Below is a listing; copy all of it exactly.

Data listing:
•••

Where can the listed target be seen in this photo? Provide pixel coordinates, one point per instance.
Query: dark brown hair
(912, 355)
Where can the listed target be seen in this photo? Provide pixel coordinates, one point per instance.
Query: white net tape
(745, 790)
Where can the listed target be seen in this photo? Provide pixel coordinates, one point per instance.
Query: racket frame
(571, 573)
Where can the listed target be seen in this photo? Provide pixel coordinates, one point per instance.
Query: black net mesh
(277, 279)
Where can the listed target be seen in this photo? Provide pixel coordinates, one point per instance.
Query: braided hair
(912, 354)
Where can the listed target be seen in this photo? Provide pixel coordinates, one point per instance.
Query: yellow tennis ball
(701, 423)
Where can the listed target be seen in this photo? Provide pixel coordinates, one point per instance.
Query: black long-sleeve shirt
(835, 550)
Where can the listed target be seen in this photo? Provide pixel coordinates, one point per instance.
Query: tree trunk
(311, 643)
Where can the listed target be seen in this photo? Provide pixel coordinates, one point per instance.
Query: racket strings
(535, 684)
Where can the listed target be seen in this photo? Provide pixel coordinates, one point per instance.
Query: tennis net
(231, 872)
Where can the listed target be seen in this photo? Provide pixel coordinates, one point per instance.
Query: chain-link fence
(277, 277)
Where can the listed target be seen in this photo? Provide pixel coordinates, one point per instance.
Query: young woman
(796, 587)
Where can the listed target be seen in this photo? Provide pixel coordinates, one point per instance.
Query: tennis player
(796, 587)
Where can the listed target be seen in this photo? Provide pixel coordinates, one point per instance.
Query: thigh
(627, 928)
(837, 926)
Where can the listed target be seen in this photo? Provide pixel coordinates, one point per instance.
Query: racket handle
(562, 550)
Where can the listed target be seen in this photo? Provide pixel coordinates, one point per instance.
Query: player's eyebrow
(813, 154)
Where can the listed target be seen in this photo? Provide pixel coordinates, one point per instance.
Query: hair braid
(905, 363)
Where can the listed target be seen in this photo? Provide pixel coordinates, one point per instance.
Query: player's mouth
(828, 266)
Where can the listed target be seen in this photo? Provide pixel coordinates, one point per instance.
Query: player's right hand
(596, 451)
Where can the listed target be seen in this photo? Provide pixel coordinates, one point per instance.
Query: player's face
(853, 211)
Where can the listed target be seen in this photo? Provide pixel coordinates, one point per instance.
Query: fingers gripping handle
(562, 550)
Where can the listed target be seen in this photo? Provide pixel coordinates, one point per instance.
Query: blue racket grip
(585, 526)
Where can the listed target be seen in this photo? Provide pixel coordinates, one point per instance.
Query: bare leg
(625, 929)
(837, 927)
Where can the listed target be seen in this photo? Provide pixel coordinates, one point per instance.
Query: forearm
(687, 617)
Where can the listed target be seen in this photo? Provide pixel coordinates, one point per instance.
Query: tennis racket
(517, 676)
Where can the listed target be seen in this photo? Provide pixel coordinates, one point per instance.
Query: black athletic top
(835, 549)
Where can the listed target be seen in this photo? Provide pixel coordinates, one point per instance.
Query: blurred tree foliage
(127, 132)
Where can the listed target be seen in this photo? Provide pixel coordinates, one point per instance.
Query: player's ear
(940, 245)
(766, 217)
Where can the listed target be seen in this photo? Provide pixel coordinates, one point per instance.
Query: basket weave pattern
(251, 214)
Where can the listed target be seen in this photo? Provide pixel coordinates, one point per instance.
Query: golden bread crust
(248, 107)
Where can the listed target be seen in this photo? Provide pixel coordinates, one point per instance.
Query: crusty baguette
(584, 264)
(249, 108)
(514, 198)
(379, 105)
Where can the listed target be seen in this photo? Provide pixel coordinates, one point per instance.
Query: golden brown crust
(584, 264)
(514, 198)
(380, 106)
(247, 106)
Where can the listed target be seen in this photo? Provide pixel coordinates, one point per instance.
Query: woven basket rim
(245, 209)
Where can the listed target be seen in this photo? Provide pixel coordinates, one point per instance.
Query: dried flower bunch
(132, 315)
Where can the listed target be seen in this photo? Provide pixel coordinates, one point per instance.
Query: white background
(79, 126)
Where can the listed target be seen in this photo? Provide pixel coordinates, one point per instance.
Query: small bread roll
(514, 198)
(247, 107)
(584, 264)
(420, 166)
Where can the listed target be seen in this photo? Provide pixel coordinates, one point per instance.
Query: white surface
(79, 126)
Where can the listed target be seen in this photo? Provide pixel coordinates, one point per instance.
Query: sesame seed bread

•••

→ **THE RESULT**:
Where can the listed target be seen in this photo? Provide pixel coordinates, one point per instance.
Query: dark brown hair
(912, 355)
Where can the listed target be seen in this photo? Provide pixel coordinates, one point per instance.
Query: white net tape
(745, 790)
Where can the listed target be seen in this photo? Provide pixel coordinates, one point per instance.
Query: racket frame
(571, 573)
Where can the listed target be seen in this photo? Provide pixel coordinates, one point per instance.
Query: black net mesh
(277, 279)
Where can the listed target be seen in this photo? Provide pixel coordinates, one point per instance.
Query: braided hair
(912, 354)
Where can the listed target be seen in this photo? Provide pixel coordinates, one point per instance.
Query: yellow tennis ball
(701, 423)
Where can the listed target be seen in this photo? Provide pixel coordinates, one point per instance.
Query: black long-sleeve shirt
(835, 550)
Where can the listed target be seen in this photo? Provide pixel coordinates, one point per instance.
Query: tree trunk
(311, 643)
Where can the listed target be seen in this photo? Provide pixel coordinates, one point per instance.
Query: racket strings
(535, 684)
Where can the listed target be seen in this photo? Provide pixel coordinates, one point per instance.
Query: tennis net
(231, 872)
Where can the listed target be seen in this photo? Provide pixel coordinates, one point per instance.
Query: chain-link fence
(277, 277)
Where can the listed target be seen in this photo? Provide pixel coordinates, one point per instance.
Query: young woman
(796, 587)
Where can the listed target be seen in this photo? Provide pixel coordinates, one point per instance.
Query: tennis player
(796, 587)
Where can the listed target be seen in this photo? Provide pixel coordinates, one point per instance.
Query: thigh
(627, 928)
(837, 926)
Where can the listed target be seen in this photo? Provide pixel coordinates, one point per instance.
Query: racket handle
(562, 550)
Where can the listed target be seen in this photo? Provide pixel coordinates, one point per instance.
Query: player's eyebrow
(813, 154)
Where can the listed target be seen in this photo? Provide pixel coordinates, one point per instance.
Query: hair braid
(905, 363)
Where can the listed target be seen in this photo? Provide pixel coordinates, one point per instance.
Query: player's mouth
(828, 266)
Where can the listed target be seen in this photo? Provide pixel coordinates, one point per instance.
Query: player's right hand
(596, 451)
Where can the listed target be seen in this photo? Provide pixel coordinates, one point per instance.
Query: player's face
(853, 211)
Where can the listed target be seen in this photo? Provide pixel coordinates, one point per instance.
Query: fingers gripping handle
(562, 550)
Where can the listed target be seen in this photo? Provide pixel coordinates, one point per instance.
Query: blue racket grip
(585, 526)
Where can the listed target be seen in this photo? Provide pixel coordinates, one point per instance.
Query: bare leg
(625, 929)
(837, 927)
Where can the listed target be seen in this photo? Provide pixel coordinates, one point per instance.
Query: forearm
(687, 617)
Where can the listed target be seen in this photo? Provide pixel coordinates, one point per instance.
Query: tennis racket
(517, 676)
Where can the listed target be seen in this photo? Provide pixel coordinates, one point per instance.
Query: black athletic top
(835, 549)
Where can the listed target be seen in this photo? Provide pixel coordinates, one point per instance.
Query: blurred tree foliage
(127, 132)
Where can the listed target be seen in this photo? Provide pixel coordinates, one point per instance.
Query: player's ear
(940, 245)
(766, 217)
Where can the listed target be seen in this photo? Provide pixel coordinates, one point per instance.
Query: basket weave pattern
(251, 214)
Where can the listed target be seen in this photo? Provide pixel coordinates, one point per instance.
Query: golden bread crust
(248, 107)
Where can the listed target be seen in this photo? Provide pixel coordinates, one point per instance.
Query: crusty baguette
(584, 264)
(249, 108)
(514, 198)
(379, 105)
Where can the listed target be seen in this photo? Provide pixel coordinates, one point per instance.
Query: golden brown crust
(584, 264)
(514, 198)
(380, 106)
(247, 106)
Where can the listed target be seen in this photo? Provide pixel coordinates, one point per instance.
Query: woven basket rim
(245, 209)
Where can the listed target be seen in this photo? Provide pixel coordinates, one point per instance.
Query: dried flower bunch
(132, 315)
Where can the listed target be seen in this photo? Provide pixel coordinates, one point per instance.
Query: white background
(79, 126)
Where can the listed target be seen in this photo? Provide pixel coordinates, one point per instance.
Query: small bread roll
(514, 198)
(247, 107)
(584, 264)
(420, 166)
Where can the listed target be seen in this photo? Provide pixel coordinates, one point per instance.
Query: white surface
(79, 126)
Where can the listed target be seen in this photo? Provide pixel coordinates, one point per instance.
Query: sesame seed bread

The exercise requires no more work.